Post n°170 pubblicato il 20 Agosto 2007 da bimbadepoca
 

Se ho scelto di parlare delle melodie partenopee, non è dovuto all'ottuso campanilismo che pervade noi napoletani. Orgogliosi a tal punto dell'iconografia classica della pizza e del mandolino, che sembriamo, ad occhi profani, ignorare allegramente i troppi problemi quotidiani.

No, oggi non voglio parlare delle mille contraddizioni della mia città, del rapporto di ripulsa e passione carnale che mi lega ad essa, indissolubilmente.
No, questo è un post "leggero", ispirato da un gioco di Nonsolonero, il quale nel suo blog sta scegliendo le dieci canzoni più belle della nostra musica.
A proposito votate ...

Canzoni e musiche che appartengono, di diritto, al patrimonio culturale di chi è nato e vissuto a Napoli. Ma nello stesso tempo canzoni  che per l'universalità della musica appartengono a tutti, che riecheggiano uguali ad ogni latitudine del mondo.
Sono le canzoni che ascoltavo da bambina, quelle che uscivano dalle finestre spalancate sul vicolo, accompagnate da voci melodiose di donne. Canti d'amori e nenie intrise di nostalgia.

* **Dati forniti**

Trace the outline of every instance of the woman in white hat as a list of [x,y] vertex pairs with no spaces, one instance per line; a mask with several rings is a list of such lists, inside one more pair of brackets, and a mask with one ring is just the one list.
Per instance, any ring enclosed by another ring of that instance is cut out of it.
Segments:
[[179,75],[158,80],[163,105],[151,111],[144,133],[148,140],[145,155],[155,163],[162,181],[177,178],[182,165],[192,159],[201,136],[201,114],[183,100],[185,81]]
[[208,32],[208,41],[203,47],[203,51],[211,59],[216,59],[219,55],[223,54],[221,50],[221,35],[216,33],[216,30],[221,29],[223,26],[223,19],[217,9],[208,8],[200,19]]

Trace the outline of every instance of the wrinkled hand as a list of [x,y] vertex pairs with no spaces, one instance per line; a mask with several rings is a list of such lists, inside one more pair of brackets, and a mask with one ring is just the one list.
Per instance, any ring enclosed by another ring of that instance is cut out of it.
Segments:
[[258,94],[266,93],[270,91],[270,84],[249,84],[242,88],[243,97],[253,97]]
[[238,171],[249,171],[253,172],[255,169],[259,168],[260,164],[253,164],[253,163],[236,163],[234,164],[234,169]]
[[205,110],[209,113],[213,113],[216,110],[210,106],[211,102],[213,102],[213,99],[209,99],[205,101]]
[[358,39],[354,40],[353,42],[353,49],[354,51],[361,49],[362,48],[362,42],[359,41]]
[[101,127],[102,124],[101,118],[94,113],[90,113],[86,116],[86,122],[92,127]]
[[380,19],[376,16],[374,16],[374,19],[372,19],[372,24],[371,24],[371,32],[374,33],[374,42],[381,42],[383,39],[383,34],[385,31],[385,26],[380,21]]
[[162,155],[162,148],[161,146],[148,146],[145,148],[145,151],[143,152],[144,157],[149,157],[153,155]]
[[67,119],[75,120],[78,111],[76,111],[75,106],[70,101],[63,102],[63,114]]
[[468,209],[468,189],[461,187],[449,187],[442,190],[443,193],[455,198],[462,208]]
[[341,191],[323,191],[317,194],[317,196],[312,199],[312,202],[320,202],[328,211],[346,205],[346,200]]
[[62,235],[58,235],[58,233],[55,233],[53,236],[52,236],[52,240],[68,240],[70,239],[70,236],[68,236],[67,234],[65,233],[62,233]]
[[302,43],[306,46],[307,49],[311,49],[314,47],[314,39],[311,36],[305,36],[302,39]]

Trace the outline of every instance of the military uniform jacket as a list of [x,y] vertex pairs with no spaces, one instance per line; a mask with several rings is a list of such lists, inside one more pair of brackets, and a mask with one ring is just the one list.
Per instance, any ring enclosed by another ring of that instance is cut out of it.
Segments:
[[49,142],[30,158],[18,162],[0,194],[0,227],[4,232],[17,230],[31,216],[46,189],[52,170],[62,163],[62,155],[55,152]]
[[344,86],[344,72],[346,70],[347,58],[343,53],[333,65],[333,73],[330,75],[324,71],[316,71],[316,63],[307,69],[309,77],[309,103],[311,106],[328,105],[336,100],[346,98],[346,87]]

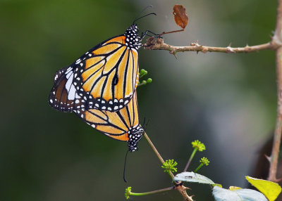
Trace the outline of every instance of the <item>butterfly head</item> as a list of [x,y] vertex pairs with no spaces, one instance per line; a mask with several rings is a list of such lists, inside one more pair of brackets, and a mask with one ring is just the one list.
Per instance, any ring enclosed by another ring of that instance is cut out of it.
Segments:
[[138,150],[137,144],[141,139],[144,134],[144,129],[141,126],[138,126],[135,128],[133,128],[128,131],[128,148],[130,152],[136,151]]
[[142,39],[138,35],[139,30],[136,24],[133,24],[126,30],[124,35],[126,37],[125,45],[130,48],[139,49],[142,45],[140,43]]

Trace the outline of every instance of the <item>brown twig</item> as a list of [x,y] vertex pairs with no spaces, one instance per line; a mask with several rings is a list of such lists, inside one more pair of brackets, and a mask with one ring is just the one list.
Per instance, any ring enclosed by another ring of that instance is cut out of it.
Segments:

--

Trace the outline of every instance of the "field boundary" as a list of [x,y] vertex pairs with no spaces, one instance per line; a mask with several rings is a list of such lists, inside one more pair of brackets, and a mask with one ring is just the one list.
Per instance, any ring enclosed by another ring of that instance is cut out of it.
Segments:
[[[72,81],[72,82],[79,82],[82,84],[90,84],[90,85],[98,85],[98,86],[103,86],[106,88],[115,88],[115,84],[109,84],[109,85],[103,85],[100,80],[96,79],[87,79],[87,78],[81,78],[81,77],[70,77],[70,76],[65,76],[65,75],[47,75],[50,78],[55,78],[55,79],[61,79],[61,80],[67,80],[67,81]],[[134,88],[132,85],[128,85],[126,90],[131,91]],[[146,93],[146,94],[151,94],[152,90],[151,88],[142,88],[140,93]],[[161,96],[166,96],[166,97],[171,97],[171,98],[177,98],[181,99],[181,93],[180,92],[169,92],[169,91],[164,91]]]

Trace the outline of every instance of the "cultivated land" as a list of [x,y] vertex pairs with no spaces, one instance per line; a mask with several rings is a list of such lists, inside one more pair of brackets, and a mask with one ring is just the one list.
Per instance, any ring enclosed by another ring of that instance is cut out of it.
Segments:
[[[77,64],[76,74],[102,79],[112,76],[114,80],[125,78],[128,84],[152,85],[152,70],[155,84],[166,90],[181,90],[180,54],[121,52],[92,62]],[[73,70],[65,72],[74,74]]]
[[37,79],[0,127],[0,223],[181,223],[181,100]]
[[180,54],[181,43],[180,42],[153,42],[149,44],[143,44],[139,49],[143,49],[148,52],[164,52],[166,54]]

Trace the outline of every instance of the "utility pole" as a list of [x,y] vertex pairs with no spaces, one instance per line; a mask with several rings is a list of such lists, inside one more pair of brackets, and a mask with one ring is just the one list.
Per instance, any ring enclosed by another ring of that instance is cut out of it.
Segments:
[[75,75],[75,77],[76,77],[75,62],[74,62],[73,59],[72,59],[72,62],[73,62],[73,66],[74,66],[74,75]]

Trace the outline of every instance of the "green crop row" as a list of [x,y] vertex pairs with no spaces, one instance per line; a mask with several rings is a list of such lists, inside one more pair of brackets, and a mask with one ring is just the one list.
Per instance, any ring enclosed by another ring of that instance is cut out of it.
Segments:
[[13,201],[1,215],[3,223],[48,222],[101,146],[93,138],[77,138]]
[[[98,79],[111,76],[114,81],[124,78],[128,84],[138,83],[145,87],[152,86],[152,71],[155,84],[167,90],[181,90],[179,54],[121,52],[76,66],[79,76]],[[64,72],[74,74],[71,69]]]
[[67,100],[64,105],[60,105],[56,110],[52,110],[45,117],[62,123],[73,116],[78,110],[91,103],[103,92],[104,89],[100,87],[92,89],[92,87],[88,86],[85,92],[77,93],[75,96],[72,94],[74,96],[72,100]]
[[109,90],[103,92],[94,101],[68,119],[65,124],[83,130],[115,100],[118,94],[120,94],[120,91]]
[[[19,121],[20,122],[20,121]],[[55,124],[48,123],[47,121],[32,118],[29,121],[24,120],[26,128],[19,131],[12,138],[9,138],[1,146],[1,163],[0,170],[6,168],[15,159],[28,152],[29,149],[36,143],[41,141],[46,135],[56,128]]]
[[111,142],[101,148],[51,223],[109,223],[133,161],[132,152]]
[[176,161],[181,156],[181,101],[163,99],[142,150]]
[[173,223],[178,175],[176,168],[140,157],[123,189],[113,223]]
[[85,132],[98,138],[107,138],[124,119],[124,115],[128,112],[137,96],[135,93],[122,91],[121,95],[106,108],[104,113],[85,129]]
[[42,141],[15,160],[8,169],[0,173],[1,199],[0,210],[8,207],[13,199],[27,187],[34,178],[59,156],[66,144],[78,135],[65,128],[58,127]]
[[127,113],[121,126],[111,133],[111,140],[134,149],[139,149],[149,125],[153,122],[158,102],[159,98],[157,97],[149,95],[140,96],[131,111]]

* **Consegna**
Modifica il testo sulle canzoni napoletane da "A proposito votate" a "latitudine del mondo.", mettendo "Torino" al posto di "Napoli". I record riportati provengono da una fonte diversa dal testo.

* **Risposta attesa**
A proposito votate ...

Canzoni e musiche che appartengono, di diritto, al patrimonio culturale di chi è nato e vissuto a Torino. Ma nello stesso tempo canzoni  che per l'universalità della musica appartengono a tutti, che riecheggiano uguali ad ogni latitudine del mondo.